• **Excerpt provided**
━━━━━━━━
- March 23, 2015
- Posted by: peakalpha2023
- Category: Economic Times
Phailin was one of the most powerful cyclones to hit India in recent times. Raging winds and rain plundered the eastern coast. Over 26 lakh trees lay flattened. However, the palm trees survived most of the carnage. The palm’s flexibility— its sturdy trunk can bend over 50 degrees without snapping— enabled it to bear the disaster far better than other trees.
Similar flexibility in your finances is also critical in emergencies like accidents, illnesses or job loss. The flexibility determines if you will achieve your life goals with certainty. Flexibility can be looked at from two perspectives— assets and cash flows.
Flexibility in assets
Many of you have a large proportion of your portfolio in real estate, unlisted stocks and bonds with long lock-ins, art or antiques. These assets cannot be easily converted into cash. It may be difficult to find buyers at short notice, and even if you do, you may have to sell at a discount. They also carry a fair amount of risk, especially when markets are volatile. It is important to ensure that not more than half your portfolio is invested in illiquid assets.
Flexibility in cash flows
You can divide your cash flows into three categories—fixed, regular and discretionary. Fixed cash flows include expenses such as rent, EMIs, school fees and insurance premium. Regular cash flows include groceries, utilities, fuel, domestic help etc. The latter occur at a regular frequency, but the amounts may vary. One may be able to reduce these expenses if needed. Discretionary cash flows are expenses that can be dispensed with. These can include money spent on vacations, entertainment, eating out, shopping, donations etc.
━━━━━━━━
• **Given data**

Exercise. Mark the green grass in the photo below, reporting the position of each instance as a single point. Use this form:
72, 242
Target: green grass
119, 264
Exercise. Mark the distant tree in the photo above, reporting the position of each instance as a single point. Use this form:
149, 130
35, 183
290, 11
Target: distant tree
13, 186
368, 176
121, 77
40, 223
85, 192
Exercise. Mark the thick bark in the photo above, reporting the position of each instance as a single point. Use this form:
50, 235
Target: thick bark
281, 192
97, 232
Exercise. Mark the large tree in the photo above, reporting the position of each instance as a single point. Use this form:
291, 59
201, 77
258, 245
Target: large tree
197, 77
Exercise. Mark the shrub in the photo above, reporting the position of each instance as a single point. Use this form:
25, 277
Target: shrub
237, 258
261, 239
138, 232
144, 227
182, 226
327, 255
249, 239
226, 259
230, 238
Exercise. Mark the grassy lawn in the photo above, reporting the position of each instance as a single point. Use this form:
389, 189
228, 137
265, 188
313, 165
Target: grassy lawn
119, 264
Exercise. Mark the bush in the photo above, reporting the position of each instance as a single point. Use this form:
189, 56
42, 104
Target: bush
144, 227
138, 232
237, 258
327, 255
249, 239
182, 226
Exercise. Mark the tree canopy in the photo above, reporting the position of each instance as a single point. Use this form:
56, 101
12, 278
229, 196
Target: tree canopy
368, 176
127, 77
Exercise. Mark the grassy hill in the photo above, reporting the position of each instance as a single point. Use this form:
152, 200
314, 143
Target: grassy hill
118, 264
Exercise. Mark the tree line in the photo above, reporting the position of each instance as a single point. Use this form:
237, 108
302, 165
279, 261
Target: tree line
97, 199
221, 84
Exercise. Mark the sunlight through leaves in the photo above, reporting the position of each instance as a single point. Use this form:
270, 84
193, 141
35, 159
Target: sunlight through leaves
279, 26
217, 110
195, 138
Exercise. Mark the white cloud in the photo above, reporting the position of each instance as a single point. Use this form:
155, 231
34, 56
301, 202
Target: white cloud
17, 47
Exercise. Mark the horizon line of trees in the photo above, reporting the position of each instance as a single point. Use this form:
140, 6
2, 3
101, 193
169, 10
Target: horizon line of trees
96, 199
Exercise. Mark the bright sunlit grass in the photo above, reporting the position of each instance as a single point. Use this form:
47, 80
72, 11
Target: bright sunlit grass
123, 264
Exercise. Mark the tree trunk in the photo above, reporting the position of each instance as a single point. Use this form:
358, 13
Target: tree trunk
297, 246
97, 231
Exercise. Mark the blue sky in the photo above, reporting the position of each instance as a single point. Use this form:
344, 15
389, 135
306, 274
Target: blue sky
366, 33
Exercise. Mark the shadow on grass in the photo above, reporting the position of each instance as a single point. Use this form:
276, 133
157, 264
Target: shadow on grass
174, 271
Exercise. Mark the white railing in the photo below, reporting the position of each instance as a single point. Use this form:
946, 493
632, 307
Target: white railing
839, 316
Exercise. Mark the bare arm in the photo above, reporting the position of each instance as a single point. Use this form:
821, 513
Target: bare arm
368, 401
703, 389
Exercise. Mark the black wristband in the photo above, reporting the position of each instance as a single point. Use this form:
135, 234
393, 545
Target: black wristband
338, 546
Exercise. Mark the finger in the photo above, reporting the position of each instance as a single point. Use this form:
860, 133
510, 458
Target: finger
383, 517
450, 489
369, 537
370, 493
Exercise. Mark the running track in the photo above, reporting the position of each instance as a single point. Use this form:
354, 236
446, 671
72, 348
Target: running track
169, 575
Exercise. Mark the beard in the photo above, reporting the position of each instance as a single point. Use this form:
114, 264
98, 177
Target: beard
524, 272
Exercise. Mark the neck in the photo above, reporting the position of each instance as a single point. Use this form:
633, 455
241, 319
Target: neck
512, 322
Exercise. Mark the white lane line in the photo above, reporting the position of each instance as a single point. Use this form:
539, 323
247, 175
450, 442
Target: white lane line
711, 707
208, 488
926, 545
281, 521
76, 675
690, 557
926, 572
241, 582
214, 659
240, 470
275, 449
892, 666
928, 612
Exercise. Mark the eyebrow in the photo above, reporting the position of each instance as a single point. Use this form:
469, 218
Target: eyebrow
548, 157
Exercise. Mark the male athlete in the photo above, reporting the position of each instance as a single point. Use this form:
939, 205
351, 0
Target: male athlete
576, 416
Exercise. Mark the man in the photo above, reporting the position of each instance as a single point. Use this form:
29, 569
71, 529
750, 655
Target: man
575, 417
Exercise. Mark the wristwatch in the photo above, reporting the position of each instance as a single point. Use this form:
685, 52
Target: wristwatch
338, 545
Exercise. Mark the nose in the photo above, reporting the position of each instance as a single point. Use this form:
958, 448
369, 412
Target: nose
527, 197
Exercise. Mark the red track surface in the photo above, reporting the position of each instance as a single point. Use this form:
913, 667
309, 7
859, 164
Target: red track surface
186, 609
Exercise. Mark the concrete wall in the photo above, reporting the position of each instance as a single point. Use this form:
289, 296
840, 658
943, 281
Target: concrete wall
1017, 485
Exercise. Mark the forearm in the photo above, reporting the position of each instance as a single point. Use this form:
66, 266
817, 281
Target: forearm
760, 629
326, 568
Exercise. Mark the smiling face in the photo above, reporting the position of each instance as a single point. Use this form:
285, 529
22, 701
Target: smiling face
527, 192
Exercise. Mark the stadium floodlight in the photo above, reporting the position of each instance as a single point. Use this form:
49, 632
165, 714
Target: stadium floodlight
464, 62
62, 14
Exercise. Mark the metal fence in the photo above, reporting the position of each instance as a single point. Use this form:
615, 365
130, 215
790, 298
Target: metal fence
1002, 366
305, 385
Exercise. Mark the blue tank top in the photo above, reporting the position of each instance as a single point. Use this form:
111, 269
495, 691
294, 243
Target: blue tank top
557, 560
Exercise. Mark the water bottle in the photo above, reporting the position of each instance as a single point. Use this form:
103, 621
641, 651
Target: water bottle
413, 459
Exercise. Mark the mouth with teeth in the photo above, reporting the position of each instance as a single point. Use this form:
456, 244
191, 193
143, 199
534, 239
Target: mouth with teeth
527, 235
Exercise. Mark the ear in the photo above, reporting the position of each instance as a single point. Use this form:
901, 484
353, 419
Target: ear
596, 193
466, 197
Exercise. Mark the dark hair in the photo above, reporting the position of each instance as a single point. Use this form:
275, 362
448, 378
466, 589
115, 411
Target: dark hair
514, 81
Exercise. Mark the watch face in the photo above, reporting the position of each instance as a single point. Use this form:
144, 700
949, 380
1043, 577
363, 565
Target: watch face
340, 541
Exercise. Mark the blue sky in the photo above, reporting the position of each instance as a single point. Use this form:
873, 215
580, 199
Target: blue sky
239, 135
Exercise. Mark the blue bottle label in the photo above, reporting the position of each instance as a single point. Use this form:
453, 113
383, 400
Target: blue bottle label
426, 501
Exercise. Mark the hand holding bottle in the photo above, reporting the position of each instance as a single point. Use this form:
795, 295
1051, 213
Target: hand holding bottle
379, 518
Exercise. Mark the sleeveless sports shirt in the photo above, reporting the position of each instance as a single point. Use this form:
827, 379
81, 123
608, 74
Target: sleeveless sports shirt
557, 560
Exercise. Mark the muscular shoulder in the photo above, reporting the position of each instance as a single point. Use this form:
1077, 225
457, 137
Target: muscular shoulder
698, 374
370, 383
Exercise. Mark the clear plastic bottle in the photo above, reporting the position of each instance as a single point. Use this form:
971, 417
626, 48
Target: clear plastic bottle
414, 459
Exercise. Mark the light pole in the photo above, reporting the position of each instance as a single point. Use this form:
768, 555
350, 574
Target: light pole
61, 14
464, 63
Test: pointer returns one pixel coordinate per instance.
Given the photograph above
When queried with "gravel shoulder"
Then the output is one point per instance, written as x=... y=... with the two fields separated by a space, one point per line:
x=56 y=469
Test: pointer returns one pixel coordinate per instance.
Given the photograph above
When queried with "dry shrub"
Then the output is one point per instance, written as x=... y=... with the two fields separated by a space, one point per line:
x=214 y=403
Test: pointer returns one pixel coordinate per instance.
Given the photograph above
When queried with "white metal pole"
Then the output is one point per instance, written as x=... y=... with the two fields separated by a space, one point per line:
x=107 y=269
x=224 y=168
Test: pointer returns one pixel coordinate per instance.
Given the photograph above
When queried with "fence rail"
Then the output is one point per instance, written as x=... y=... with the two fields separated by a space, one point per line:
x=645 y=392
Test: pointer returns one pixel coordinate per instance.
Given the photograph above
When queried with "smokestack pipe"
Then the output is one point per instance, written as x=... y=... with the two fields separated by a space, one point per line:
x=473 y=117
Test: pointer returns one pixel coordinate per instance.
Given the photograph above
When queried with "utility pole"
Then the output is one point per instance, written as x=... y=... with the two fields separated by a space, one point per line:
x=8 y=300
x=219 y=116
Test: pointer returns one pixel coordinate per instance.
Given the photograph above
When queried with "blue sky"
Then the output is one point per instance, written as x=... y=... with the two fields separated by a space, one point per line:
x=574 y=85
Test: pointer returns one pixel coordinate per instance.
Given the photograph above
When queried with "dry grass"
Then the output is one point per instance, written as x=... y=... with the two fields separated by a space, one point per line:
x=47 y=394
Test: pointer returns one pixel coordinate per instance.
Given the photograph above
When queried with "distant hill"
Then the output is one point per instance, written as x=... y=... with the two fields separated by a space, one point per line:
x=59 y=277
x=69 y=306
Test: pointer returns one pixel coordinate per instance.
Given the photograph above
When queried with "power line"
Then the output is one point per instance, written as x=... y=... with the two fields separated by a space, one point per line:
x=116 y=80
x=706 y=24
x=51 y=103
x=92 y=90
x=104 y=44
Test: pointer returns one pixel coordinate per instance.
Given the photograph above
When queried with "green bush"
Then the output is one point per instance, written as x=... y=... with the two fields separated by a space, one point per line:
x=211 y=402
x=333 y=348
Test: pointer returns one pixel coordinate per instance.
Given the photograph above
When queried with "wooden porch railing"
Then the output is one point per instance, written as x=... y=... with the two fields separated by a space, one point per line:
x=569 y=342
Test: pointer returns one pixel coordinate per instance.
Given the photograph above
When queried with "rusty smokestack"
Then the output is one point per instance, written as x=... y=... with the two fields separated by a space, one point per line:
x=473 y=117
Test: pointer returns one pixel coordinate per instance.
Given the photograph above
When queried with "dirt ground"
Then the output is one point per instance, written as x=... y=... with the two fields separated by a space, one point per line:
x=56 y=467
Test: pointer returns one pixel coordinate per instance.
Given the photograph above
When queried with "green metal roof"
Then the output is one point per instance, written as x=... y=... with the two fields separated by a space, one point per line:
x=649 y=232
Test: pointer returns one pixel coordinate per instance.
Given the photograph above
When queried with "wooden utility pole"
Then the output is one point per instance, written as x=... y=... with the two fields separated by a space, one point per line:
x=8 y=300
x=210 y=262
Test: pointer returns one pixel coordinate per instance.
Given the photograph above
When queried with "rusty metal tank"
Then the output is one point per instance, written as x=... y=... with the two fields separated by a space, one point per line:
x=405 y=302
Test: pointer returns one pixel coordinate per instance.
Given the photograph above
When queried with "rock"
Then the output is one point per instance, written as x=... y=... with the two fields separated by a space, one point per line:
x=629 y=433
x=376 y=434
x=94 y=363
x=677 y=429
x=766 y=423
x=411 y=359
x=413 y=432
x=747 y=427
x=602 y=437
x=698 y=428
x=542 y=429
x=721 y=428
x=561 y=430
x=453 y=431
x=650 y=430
━━━━━━━━
• **Task 1**
According to the article on financial flexibility, what is the largest share of a portfolio that should be invested in illiquid assets?
• **Task 2**
Reproduce the passage of the article on financial flexibility starting with "Flexibility in cash" and going on through "shopping, donations etc.".
• **Task 3**
Carry on the article on financial flexibility from the point at which it stops.
The listing comes from a different source than the text above it.

• **Answer box 1**
Not more than half of the portfolio.

• **Answer box 2**
Flexibility in cash flows
You can divide your cash flows into three categories—fixed, regular and discretionary. Fixed cash flows include expenses such as rent, EMIs, school fees and insurance premium. Regular cash flows include groceries, utilities, fuel, domestic help etc. The latter occur at a regular frequency, but the amounts may vary. One may be able to reduce these expenses if needed. Discretionary cash flows are expenses that can be dispensed with. These can include money spent on vacations, entertainment, eating out, shopping, donations etc.

• **Answer box 3**
The amount you hold in each category determines how flexible your cash flows are. A large proportion of your cash flows being either fixed or regular imposes rigidity and inflexibility. Reducing expenses to handle emergencies becomes difficult. On the other hand, if a large proportion of your cash flows are discretionary, then your cash flows are very flexible. Even if no income were to come in for a few months, you can manage easily for a longer time by reducing these expenses. Flexibility in cash flows enables better handling of a job loss.
With inflexible cash flows, if you suffer a job loss, your next job quickly needs to pay you the same income so that you can sustain your expenses. Further, you will hesitate to take risks with your job. Fewer loans improve the flexibility of your cash flow, so strive to reduce your debts while you are employed.
Having flexibility in both your cash flows and assets is desirable. If your assets are flexible and adequate, then you can manage even if your cash flows are inflexible. You can redeem these assets easily and sustain your expenses for longer. Thus if you suffer a job loss, you can take time to find the right job and not jump at the first opportunity that comes your way. Problems arise when both cash flows and assets are inflexible.
You should have an emergency fund to handle job losses. This fund should typically be sufficient to handle routine expenses for six months, and your annual fixed payments such as insurance premiums and school fees. The money can be invested in an ultra-short debt mutual fund, which offers you almost three times the return of your bank savings account.
The largest asset of all is you. In your working years, you are a money-making asset, since you provide the money for routine expenses and for funding your long-term goals. Banks lend you money on the basis of your earning potential, which you repay over time. Adequate life insurance covers all your liabilities, protecting your long-term goals and ensuring that the family’s routine expenses are met.
Illness or disability could put you out of work for long periods. You must put in place a healthy medical cover for you and your family. This will ensure that you do not dip into your personal funds for medical expenses. Disability and critical illness covers give you an additional lump sum, which help fund your routine expenses during the time you are away from work. Your health insurance can take care of your medical expenses.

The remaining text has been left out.